§ **Problem statement**: Every line in the entries where "sign" is found should be copied.
<<<<
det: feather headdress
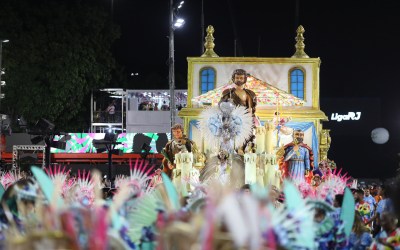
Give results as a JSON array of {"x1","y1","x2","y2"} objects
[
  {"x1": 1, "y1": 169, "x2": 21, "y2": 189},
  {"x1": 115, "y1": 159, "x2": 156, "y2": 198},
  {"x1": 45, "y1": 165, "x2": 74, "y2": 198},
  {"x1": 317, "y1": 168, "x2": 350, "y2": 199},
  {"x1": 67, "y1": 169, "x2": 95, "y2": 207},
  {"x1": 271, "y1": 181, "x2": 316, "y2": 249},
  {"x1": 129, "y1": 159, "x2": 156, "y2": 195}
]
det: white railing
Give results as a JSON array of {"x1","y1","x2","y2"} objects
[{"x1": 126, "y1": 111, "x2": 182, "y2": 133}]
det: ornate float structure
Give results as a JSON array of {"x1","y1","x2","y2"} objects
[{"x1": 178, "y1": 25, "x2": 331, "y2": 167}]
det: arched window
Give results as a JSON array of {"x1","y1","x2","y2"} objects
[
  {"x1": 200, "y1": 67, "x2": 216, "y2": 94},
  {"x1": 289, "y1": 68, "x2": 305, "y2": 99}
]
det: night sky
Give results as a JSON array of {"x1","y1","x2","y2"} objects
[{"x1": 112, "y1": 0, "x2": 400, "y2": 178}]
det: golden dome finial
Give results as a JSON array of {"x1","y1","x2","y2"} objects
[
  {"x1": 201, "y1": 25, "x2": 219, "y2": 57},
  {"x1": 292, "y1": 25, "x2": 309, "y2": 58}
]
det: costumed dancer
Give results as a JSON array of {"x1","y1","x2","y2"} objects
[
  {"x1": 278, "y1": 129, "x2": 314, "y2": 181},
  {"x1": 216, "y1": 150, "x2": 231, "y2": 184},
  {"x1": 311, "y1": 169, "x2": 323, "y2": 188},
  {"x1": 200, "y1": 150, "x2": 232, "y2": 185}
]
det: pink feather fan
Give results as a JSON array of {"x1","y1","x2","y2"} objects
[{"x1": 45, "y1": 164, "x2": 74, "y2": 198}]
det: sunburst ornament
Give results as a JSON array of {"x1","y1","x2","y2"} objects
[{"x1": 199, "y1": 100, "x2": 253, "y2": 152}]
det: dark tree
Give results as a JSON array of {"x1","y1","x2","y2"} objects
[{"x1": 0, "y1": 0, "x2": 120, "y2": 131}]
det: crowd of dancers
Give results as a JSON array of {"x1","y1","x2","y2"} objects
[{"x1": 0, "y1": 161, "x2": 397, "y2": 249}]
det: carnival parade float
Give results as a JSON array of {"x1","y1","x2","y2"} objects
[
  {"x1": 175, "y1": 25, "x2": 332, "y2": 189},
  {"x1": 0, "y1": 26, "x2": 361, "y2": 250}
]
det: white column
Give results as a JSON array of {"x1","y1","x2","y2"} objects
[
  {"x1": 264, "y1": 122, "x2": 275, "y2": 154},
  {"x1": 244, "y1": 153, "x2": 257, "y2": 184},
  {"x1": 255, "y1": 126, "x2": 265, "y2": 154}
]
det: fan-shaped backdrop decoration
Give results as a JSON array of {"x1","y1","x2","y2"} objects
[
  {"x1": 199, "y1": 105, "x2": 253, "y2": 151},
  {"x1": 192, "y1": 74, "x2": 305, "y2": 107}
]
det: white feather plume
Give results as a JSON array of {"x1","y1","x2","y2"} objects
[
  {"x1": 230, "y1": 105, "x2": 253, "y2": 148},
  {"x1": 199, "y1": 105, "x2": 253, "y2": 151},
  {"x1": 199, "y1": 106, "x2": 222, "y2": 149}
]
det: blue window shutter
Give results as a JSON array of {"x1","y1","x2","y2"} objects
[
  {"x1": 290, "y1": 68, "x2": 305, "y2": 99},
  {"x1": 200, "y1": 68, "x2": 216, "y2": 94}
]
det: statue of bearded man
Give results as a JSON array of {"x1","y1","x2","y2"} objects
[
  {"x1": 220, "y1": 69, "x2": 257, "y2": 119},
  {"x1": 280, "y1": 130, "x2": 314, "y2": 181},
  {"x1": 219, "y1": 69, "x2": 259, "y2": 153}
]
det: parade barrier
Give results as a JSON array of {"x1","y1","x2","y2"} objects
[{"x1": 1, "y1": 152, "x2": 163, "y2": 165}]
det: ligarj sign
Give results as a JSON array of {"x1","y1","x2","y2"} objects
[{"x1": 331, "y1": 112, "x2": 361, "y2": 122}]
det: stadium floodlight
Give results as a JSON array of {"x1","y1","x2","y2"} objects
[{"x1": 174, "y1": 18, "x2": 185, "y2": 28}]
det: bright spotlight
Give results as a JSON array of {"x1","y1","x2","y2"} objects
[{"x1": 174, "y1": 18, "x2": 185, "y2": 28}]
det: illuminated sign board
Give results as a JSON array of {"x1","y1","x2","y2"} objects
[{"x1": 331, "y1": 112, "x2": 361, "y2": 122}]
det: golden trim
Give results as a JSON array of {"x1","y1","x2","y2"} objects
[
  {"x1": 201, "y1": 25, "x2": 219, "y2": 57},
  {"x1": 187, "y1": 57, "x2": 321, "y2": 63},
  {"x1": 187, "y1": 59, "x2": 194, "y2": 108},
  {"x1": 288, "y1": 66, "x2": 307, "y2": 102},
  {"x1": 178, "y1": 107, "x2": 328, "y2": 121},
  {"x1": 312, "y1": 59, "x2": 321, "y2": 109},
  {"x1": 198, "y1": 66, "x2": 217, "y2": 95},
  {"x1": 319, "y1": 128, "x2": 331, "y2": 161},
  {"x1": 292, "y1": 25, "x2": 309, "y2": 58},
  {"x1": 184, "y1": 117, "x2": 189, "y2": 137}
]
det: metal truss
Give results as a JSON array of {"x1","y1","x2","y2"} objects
>>>>
§ **Reply to the exercise**:
det: ligarj sign
det: illuminated sign board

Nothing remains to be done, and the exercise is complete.